Your task:
Answer these questions using the thread on rain static.
(a) How tall is the new vertical antenna, and what feeds it at the base?
(b) According to page 4 of the schematic, what static bleed path already exists?
(c) What wire does the replier use on open-ended antennas, and what is its insulation rating?

Text:
=-=-=
Dave wrote:
...

Dave:

Krist! Turn off the 60 hz receiver you silly duck! That right hand
rotation is, most likely, making you dizzy!

JS

Deni F5VJC wrote:
I have recently been plagued by rain static on a new vertical antenna,
this a 42 foot vertical fed at the base through an SG230 auto tuner,
and used on all bands. It seems I need a static bleed of some sort, a
choke or resistor. What is the best component to use in an outdoor
environment?

Take a look at page 4 of the schematic. There is already
a static bleed through 20 turns on a transformer winding
to ground plus about 40K ohms of resistance to ground. You
are already bleeding the static charge, just not fast enough
to get rid of the RF content. The problem is that the
RF content of the precipitation static is finding its
way through your receiver along with the desirable RF
signals. Question is: Is there something that discriminates
against local RF static without discriminating against
desirable RF signals?

Here's my two cents and others certainly do vehemently
disagree with me.

A single precipitation static charge transfer is at a
localized point. Desirable arriving RF waves/photons are
spread out over the entire antenna. That should make them
separable.

Folding the antenna into a loop is one way to reduce
precipitation static. Desirable arriving RF waves are
unaffected by folding as they encounter the entire antenna,
i.e. it's hard to tell the difference between the
performance of a dipole and a folded dipole.

Single charges of precipitation static, however, are
confined to one point on the antenna. If there is a discharge
path to the other side besides through the receiver, the
charge will at least partially take the shortest path of
reduced resistance. IMO, that's why folded antennas are
quieter than open-ended antennas as far as precipitation
static is concerned.

The way I reduced the problem with open-ended antennas is
to use heavily insulated wire. Bare conductors transfer
all charges. 600 volt insulation blocks charge transfer. In
my experience, 1000v insulation blocks most charge transfer.
I use something called "Quietflex" that has 1000v insulation.
Most of the precipitation static doesn't transfer to
the antenna wire while RF waves/photons flow right
through the insulation with little attenuation. I suspect
plastic encased antennas are quieter than bare antennas.
=-=-=
Material:
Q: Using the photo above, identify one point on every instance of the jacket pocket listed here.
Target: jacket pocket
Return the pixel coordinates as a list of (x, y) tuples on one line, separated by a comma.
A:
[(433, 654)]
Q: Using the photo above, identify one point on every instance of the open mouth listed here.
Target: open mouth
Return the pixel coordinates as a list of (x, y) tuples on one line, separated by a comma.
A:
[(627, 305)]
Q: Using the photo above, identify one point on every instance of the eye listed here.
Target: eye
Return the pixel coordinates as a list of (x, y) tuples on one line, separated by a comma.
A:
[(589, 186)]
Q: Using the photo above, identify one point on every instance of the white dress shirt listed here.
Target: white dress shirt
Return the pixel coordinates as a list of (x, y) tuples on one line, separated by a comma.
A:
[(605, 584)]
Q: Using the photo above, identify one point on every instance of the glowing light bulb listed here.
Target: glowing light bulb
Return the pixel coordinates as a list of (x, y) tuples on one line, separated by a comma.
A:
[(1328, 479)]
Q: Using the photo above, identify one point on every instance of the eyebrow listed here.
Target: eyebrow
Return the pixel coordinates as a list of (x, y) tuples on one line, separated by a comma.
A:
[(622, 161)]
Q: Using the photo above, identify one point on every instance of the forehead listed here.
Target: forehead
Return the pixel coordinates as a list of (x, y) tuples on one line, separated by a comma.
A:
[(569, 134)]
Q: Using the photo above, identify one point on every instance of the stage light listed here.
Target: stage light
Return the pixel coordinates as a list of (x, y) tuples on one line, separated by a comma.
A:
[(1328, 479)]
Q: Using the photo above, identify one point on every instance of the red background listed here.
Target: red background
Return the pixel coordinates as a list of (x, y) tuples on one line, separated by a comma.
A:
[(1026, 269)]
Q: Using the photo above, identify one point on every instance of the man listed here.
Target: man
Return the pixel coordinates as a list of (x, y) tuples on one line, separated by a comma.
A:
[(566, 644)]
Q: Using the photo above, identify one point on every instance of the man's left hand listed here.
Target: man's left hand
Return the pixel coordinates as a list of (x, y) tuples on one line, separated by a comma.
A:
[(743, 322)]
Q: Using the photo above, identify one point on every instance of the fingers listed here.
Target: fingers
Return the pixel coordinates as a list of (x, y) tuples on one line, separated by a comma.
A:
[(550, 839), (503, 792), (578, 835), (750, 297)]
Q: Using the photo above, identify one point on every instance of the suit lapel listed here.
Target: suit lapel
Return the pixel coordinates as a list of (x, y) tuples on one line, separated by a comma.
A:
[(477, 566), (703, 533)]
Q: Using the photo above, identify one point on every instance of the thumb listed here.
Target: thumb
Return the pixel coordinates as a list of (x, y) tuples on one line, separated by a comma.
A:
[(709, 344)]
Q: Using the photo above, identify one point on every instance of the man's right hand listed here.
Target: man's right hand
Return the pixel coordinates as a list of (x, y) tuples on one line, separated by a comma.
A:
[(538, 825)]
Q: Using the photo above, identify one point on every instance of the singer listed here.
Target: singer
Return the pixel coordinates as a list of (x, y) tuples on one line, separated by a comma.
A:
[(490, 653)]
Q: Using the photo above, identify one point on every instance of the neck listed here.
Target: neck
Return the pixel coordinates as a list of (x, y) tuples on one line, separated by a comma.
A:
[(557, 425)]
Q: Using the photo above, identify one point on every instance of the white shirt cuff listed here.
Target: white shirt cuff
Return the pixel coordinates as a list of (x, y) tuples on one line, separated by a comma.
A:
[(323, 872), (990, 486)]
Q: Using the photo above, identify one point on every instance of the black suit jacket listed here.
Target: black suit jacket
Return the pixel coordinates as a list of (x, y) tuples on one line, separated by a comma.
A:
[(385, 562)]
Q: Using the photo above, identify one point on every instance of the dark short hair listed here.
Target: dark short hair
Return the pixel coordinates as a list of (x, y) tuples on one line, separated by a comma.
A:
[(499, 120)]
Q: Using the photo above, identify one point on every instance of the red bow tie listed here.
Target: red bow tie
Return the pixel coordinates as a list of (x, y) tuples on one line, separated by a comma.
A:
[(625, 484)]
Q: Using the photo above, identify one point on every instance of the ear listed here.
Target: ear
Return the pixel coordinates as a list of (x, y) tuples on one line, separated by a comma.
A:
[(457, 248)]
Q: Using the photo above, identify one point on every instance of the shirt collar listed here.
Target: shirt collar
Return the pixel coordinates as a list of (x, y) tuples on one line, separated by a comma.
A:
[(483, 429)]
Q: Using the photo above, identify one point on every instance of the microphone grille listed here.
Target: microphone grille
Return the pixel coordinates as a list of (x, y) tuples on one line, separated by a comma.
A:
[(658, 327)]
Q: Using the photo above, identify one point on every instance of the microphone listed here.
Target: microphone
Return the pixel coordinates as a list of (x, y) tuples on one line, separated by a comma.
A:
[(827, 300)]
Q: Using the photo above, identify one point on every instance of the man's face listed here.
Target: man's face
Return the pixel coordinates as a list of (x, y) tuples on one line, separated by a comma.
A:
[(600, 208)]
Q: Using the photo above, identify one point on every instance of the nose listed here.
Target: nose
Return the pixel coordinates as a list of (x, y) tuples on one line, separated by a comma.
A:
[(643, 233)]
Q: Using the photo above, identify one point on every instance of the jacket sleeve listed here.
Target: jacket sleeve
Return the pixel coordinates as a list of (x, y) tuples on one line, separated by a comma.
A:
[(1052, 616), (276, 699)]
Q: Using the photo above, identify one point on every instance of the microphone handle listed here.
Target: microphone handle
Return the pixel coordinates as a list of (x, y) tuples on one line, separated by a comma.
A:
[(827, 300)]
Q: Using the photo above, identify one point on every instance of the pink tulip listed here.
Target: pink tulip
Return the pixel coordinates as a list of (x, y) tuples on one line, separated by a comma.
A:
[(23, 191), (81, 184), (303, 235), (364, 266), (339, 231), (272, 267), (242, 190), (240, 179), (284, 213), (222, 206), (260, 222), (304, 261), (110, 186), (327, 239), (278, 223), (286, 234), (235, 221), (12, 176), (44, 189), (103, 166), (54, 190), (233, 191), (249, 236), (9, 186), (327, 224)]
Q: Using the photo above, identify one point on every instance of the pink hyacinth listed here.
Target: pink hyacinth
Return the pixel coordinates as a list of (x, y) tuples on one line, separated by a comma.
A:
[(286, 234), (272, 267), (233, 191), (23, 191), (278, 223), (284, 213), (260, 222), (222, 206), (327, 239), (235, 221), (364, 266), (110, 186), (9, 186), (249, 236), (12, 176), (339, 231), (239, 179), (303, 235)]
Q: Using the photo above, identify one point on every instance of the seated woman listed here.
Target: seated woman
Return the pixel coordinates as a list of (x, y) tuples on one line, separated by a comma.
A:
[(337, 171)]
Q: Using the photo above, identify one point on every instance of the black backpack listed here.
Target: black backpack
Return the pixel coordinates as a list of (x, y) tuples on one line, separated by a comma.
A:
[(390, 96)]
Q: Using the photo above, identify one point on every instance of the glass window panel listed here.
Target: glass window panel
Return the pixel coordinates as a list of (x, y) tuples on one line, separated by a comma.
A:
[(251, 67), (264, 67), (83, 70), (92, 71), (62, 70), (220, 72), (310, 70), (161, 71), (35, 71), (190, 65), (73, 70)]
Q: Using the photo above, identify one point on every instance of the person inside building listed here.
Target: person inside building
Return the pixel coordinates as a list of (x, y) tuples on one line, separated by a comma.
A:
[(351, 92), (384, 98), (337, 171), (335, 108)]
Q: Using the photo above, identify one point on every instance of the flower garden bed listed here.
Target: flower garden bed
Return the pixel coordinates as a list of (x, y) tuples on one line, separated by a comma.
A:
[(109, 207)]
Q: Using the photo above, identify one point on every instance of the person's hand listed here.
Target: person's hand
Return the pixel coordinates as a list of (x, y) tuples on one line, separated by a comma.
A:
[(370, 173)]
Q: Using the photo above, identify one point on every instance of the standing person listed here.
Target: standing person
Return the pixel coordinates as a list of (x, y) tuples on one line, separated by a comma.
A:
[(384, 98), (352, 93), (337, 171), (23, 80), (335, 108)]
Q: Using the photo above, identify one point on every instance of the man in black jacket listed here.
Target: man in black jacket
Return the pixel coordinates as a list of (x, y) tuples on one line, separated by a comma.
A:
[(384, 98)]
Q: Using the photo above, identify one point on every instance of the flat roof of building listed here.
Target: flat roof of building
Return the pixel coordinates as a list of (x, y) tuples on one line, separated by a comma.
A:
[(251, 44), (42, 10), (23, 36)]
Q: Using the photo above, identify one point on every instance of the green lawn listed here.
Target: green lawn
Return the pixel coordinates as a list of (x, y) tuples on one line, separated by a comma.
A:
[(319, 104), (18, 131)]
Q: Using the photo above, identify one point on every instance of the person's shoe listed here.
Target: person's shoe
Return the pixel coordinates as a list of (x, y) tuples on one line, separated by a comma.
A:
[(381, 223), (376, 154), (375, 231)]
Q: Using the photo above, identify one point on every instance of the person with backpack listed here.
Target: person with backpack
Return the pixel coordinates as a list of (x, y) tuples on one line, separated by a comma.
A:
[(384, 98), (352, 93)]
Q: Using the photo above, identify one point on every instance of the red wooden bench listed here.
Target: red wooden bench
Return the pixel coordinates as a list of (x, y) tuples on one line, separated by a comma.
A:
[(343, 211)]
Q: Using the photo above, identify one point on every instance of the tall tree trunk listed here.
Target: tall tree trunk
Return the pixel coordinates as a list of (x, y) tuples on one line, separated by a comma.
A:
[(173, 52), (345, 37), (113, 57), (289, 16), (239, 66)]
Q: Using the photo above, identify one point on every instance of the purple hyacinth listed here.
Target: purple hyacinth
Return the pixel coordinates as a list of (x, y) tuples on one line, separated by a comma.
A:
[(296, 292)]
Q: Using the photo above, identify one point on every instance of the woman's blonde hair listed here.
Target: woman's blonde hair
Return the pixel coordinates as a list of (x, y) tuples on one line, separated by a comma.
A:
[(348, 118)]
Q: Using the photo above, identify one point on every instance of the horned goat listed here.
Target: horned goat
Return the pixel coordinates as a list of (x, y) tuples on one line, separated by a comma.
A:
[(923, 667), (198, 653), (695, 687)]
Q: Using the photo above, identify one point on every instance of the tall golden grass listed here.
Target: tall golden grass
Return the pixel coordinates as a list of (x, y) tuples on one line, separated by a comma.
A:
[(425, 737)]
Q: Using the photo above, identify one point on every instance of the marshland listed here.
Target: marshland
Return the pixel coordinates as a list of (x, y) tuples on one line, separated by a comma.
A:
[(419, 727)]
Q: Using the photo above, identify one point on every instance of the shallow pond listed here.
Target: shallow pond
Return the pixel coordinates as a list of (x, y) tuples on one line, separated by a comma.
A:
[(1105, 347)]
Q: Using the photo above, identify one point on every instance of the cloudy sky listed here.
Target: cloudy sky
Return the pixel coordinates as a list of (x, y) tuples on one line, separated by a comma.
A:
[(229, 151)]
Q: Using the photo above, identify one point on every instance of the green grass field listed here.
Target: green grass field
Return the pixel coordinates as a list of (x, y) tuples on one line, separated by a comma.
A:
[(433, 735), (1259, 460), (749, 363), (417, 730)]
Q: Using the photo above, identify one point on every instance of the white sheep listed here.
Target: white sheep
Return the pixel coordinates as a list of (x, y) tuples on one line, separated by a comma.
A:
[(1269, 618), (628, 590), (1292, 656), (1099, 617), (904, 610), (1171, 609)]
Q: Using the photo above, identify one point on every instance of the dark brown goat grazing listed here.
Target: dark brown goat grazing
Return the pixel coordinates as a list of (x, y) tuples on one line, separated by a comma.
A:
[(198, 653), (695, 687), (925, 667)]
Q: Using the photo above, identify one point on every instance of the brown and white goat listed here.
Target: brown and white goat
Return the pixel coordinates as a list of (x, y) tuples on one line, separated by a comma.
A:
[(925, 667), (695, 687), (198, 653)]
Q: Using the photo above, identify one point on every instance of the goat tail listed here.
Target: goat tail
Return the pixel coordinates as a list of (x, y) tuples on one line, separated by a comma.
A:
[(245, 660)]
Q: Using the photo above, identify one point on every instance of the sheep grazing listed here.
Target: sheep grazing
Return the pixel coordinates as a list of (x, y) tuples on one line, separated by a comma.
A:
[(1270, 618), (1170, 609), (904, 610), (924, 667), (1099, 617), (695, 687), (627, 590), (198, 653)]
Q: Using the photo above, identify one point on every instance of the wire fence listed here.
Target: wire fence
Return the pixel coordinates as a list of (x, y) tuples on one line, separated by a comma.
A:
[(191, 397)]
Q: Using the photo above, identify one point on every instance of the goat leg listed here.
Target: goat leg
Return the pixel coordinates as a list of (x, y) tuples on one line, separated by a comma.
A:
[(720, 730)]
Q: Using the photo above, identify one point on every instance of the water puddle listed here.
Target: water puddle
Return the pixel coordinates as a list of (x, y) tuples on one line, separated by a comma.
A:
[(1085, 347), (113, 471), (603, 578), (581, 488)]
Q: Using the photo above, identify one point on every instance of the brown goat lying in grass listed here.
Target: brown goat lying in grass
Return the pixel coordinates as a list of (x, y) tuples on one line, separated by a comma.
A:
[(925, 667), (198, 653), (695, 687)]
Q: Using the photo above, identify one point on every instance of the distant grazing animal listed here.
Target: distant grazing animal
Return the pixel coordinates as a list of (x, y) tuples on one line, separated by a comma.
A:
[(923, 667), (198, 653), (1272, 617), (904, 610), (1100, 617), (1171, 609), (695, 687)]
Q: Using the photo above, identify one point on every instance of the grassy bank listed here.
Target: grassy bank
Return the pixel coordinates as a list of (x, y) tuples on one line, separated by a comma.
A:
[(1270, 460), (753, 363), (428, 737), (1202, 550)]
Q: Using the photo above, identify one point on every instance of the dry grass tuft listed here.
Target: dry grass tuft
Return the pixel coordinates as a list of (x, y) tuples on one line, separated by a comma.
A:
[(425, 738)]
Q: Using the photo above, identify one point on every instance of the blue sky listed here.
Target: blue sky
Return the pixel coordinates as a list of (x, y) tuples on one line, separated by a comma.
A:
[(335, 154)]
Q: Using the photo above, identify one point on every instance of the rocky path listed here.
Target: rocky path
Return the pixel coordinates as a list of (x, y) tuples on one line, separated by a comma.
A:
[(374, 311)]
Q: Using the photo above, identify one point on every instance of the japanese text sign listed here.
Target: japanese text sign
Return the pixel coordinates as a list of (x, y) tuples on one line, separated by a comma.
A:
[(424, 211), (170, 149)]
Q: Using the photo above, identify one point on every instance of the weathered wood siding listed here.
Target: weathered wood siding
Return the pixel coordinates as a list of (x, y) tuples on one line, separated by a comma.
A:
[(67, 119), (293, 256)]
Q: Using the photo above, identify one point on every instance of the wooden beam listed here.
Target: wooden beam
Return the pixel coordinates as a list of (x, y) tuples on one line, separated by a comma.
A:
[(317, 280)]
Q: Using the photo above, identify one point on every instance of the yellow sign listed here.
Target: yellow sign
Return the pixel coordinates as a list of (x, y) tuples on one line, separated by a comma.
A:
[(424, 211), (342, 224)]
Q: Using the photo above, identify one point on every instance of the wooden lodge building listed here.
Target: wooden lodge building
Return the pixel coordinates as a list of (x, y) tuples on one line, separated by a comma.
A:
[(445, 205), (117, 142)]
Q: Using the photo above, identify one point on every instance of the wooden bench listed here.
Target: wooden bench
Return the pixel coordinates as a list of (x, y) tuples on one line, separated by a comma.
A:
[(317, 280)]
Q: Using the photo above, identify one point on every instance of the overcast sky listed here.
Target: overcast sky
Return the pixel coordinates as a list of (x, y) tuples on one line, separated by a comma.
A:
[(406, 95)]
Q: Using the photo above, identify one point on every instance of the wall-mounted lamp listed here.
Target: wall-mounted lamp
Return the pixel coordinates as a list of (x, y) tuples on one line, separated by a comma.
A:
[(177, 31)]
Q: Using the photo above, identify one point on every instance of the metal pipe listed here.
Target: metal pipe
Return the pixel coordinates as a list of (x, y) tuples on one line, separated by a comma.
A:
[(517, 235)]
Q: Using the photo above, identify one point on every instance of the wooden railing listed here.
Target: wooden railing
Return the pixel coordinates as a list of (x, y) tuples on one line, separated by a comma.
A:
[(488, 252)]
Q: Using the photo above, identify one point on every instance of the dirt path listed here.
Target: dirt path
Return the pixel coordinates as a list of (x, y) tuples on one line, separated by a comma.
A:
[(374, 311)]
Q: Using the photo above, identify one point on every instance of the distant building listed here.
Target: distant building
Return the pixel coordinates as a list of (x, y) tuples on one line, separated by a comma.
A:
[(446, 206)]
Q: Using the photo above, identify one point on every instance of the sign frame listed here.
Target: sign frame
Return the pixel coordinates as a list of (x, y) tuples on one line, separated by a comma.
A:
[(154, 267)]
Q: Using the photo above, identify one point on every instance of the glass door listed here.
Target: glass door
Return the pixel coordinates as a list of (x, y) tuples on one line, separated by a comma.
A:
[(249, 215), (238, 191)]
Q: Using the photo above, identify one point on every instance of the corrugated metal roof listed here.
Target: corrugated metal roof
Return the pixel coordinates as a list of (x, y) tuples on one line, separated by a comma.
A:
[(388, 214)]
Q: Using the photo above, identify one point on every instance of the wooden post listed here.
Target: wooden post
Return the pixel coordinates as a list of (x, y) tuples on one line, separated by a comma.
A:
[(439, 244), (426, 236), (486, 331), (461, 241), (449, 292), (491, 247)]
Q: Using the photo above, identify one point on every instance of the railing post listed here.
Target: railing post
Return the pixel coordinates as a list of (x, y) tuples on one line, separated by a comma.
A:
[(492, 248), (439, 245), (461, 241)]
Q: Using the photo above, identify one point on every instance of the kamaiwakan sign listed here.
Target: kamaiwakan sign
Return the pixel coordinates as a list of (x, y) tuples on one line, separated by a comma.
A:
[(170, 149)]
=-=-=
Result:
(a) It is 42 feet tall and is fed at the base through an SG230 auto tuner.
(b) The static bleeds through 20 turns on a transformer winding to ground, plus about 40K ohms of resistance to ground.
(c) The replier uses "Quietflex", which has 1000v insulation.